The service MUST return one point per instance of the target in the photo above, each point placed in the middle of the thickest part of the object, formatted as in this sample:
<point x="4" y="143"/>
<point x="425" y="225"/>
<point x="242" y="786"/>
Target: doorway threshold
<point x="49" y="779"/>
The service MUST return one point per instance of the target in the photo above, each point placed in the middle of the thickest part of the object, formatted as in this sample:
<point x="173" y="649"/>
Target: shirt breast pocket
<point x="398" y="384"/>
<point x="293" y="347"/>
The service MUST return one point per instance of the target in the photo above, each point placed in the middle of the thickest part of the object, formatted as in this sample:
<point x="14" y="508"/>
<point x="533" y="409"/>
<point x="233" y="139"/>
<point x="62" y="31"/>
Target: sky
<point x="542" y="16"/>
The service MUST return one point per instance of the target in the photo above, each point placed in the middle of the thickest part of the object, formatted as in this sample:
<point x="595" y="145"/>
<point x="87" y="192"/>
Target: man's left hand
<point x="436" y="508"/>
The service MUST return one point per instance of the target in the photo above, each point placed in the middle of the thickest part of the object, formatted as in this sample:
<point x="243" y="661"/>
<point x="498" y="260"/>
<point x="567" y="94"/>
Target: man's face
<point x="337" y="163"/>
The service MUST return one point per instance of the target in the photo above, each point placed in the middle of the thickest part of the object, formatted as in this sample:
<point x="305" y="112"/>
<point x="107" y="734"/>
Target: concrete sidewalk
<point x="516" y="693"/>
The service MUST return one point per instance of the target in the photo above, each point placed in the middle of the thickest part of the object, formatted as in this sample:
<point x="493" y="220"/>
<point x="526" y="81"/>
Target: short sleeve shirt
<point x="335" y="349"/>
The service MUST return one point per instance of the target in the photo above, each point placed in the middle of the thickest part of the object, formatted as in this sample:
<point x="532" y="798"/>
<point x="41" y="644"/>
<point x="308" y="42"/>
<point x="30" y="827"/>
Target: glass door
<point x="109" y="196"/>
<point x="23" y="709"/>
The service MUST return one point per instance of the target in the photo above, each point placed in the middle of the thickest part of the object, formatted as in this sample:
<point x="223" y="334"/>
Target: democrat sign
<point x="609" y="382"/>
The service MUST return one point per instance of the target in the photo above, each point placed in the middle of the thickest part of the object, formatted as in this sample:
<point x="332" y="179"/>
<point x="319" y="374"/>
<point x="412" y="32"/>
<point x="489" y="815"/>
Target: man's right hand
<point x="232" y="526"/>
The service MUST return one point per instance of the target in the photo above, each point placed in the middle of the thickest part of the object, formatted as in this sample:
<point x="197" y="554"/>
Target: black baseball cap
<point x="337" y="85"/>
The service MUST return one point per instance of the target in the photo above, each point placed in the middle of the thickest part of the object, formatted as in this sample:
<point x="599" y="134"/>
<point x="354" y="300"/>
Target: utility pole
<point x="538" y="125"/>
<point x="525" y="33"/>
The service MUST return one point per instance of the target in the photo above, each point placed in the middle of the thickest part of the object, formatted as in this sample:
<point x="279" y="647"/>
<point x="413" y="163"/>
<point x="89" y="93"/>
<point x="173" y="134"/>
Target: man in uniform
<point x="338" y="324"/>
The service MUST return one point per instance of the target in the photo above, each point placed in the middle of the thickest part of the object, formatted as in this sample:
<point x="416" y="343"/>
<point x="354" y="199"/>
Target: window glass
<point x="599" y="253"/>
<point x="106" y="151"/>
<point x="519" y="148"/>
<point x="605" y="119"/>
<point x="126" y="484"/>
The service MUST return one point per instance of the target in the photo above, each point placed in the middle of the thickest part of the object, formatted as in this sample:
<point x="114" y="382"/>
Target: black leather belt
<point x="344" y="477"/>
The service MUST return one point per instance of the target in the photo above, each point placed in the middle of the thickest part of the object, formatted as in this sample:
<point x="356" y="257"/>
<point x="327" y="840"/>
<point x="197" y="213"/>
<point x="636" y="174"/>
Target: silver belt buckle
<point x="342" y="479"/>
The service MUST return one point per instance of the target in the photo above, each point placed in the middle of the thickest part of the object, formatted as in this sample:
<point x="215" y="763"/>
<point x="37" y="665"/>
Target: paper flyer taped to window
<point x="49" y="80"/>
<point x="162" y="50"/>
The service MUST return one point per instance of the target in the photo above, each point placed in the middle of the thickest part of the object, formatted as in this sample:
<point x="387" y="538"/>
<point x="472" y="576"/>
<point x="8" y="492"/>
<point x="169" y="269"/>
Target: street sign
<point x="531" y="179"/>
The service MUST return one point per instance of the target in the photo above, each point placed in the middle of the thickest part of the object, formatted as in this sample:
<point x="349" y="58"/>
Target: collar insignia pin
* * * * *
● Brief
Transcribe all of the data so that each line matches the source exactly.

● Answer to this task
The service MUST return one point per instance of the target in the photo above, each point placed in the middle of the thickest part of the object, formatted as in this sample:
<point x="4" y="143"/>
<point x="425" y="225"/>
<point x="242" y="786"/>
Target: doorway threshold
<point x="49" y="779"/>
The service MUST return one point per instance of the target in the photo above, each point placed in the middle of the thickest part of the object, formatted as in this sample:
<point x="173" y="649"/>
Target: shirt breast pocket
<point x="398" y="384"/>
<point x="293" y="347"/>
The service MUST return one point per instance of the target in the photo above, each point placed in the middle of the thickest part of the object, formatted as in this sample:
<point x="14" y="508"/>
<point x="533" y="409"/>
<point x="233" y="139"/>
<point x="62" y="31"/>
Target: sky
<point x="542" y="16"/>
The service MUST return one point per instance of the target in the photo above, each point placed in the middle of the thickest part of the object, formatted as in this sample:
<point x="595" y="145"/>
<point x="87" y="192"/>
Target: man's left hand
<point x="436" y="508"/>
The service MUST return one point per instance of the target in the photo above, each point placed in the middle of the thickest part of the object, formatted as in this sample:
<point x="243" y="661"/>
<point x="498" y="260"/>
<point x="567" y="94"/>
Target: man's face
<point x="337" y="163"/>
The service MUST return one point per instance of the target in the photo above, each point placed in the middle of the thickest part of the object, formatted as in this sample:
<point x="305" y="112"/>
<point x="107" y="734"/>
Target: concrete sidewalk
<point x="516" y="693"/>
The service MUST return one point per instance of the target in the photo above, each point placed in the middle of the thickest part of the object, formatted as in this sample:
<point x="493" y="220"/>
<point x="526" y="81"/>
Target: short sleeve shirt
<point x="335" y="349"/>
The service MUST return one point per instance of the target in the photo above, each point placed in the middle of the thickest part of the object, formatted as in this sample:
<point x="532" y="798"/>
<point x="41" y="644"/>
<point x="308" y="42"/>
<point x="30" y="827"/>
Target: glass door
<point x="109" y="196"/>
<point x="23" y="709"/>
The service MUST return one point per instance of the target in the photo above, each point placed in the middle of the thickest part of the object, formatted as in this sample:
<point x="223" y="334"/>
Target: democrat sign
<point x="609" y="382"/>
The service MUST return one point per instance of the target in the photo above, each point placed in the middle of the thickest part of the object, formatted as in this sample:
<point x="332" y="179"/>
<point x="319" y="374"/>
<point x="412" y="32"/>
<point x="489" y="815"/>
Target: man's right hand
<point x="232" y="526"/>
The service MUST return one point per instance of the target in the photo above, each point placed in the middle of the thickest part of the object, formatted as in this sample:
<point x="197" y="554"/>
Target: black baseball cap
<point x="337" y="85"/>
The service MUST return one point per instance of the target in the photo above, each point placed in the middle of the thickest part of the object, formatted as in this sample:
<point x="599" y="134"/>
<point x="354" y="300"/>
Target: utility pole
<point x="538" y="125"/>
<point x="525" y="33"/>
The service MUST return one point per instance of the target in the photo above, each point placed in the middle of the thickest part of the object, formatted as in this sample:
<point x="279" y="647"/>
<point x="413" y="163"/>
<point x="89" y="93"/>
<point x="173" y="134"/>
Target: man in uniform
<point x="338" y="324"/>
The service MUST return one point per instance of the target in the photo above, each point placed in the middle of the thickest part of the object, formatted as in this sample:
<point x="416" y="343"/>
<point x="354" y="199"/>
Target: window glass
<point x="599" y="253"/>
<point x="106" y="151"/>
<point x="519" y="148"/>
<point x="605" y="119"/>
<point x="126" y="484"/>
The service MUST return one point per instance of the target in the photo above, each point placed in the middle of the thickest part of the object, formatted as in this sample:
<point x="114" y="382"/>
Target: black leather belt
<point x="344" y="477"/>
The service MUST return one point per instance of the target in the photo above, each point placed in the middle of the thickest part of the object, formatted as in this sample:
<point x="356" y="257"/>
<point x="327" y="840"/>
<point x="197" y="213"/>
<point x="636" y="174"/>
Target: silver belt buckle
<point x="342" y="479"/>
The service MUST return one point per instance of the target in the photo above, each point placed in the middle of the thickest part of the object, formatted as in this sample:
<point x="215" y="763"/>
<point x="37" y="665"/>
Target: paper flyer taped to window
<point x="49" y="80"/>
<point x="162" y="50"/>
The service MUST return one point per instance of the target in the photo above, each point placed in the middle of the thickest part of the object, formatted as in this sample:
<point x="387" y="538"/>
<point x="472" y="576"/>
<point x="8" y="492"/>
<point x="169" y="269"/>
Target: street sign
<point x="531" y="179"/>
The service MUST return one point per instance of the target in the photo above, each point placed in the middle of the thickest part of the object, formatted as in this sample:
<point x="349" y="58"/>
Target: collar insignia pin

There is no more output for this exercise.